Re: character encoding from Silvia Pfeiffer on 2010-02-22 (public-html-a11y@w3.org from February 2010)

From: Silvia Pfeiffer <silviapfeiffer1@gmail.com>
Date: Tue, 23 Feb 2010 08:39:32 +1100
To: Philip Jägenstedt <philipj@opera.com>
Cc: Geoff Freed <geoff_freed@wgbh.org>, HTML Accessibility Task Force <public-html-a11y@w3.org>, Dick Bulterman <Dick.Bulterman@cwi.nl>
Message-ID: <2c0e02831002221339j456b7eefr7111030579bae294@mail.gmail.com>

On Tue, Feb 23, 2010 at 3:45 AM, Philip Jägenstedt <philipj@opera.com> wrote:
> On Mon, 22 Feb 2010 23:04:31 +0800, Geoff Freed <geoff_freed@wgbh.org>
> wrote:
>
>>
>> Regarding our SRT discussion, here's a new question.  How does SRT handle
>> different character encodings-- Windows, UTF-8, UTF-16, Shift-JIS, Big5,
>> etc.-- without using byte order marks (BOM), which are *not* required by
>> unicode?  In other words, how is a UA going to intuit character encodings if
>> they are not explicitly declared (which they *would* be in an XML document)?
>
> I think the only obvious point is that HTTP headers should be authoritative,
> so if they are present they should simply be obeyed. If necessary we might
> also have an attribute on <track> that gives the encoding, current thinking
> is in type, e.g. type="text/srt; charset=UTF-8". I do not think we should
> have any sniffing whatsoever if neither HTTP headers or markup give a
> character encoding but instead assume UTF-8.
>
> This topic hasn't been discussed in very much depth before, so I assume not
> everyone agrees.

I am with you on this. In my experience sniffing on srt files failed
about 10-15% of the files that I used for testing, so I'd also prefer
to have it explicit in the markup or in the HTTP headers.

Cheers,
Silvia.

Received on Monday, 22 February 2010 21:40:24 UTC

== COLLECTED MATERIAL ==
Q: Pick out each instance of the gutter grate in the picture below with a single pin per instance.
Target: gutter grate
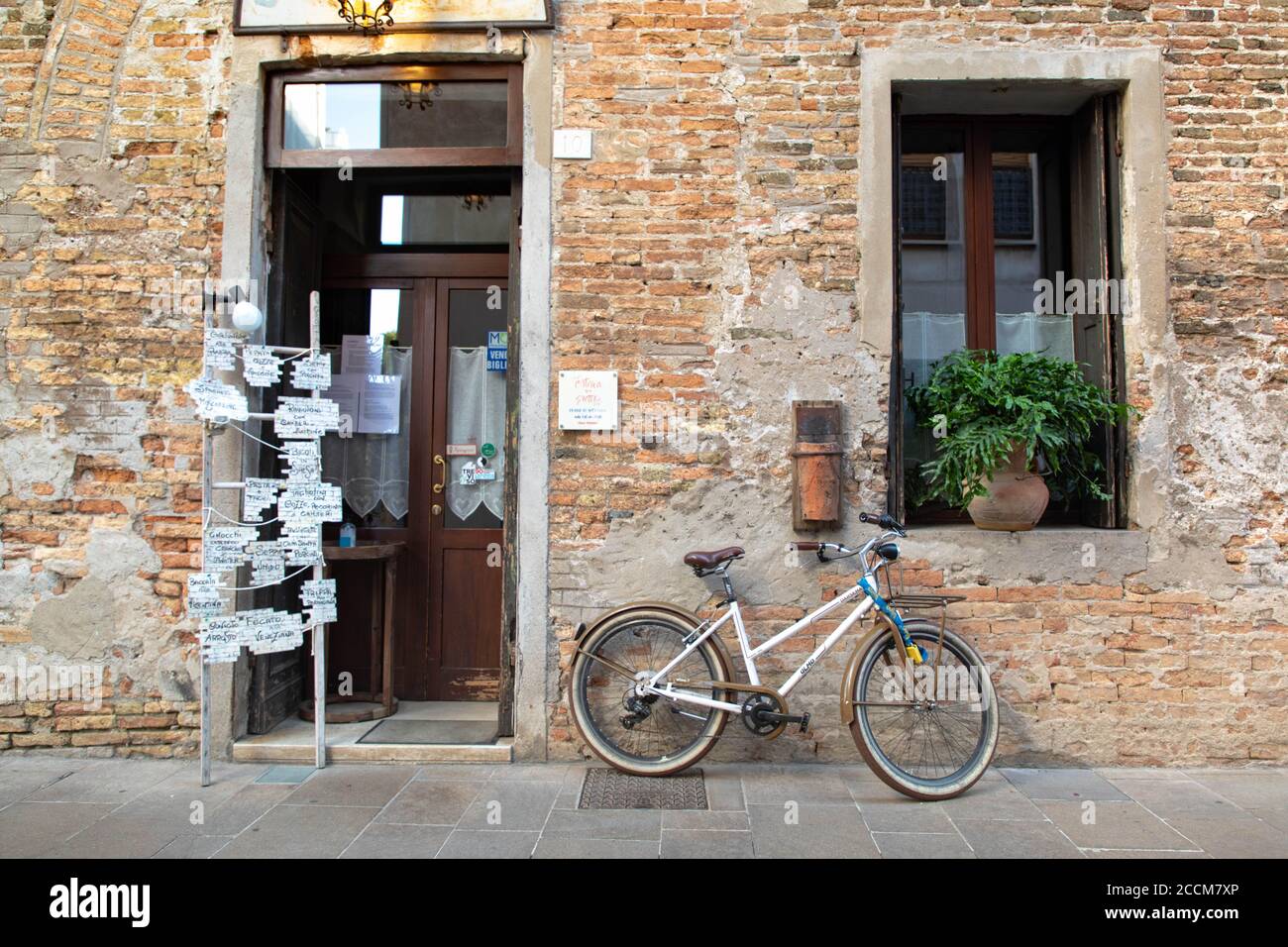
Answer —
(608, 789)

== COMPLETE THE FOLLOWING ==
1) Write out the passage from the message on SRT character encoding, starting at "I am with you" and ending at "the HTTP headers.".
2) In the message on SRT character encoding, what encoding is proposed when neither HTTP headers nor markup give one?

== TASK RESPONSES ==
1)
I am with you on this. In my experience sniffing on srt files failed
about 10-15% of the files that I used for testing, so I'd also prefer
to have it explicit in the markup or in the HTTP headers.

2) UTF-8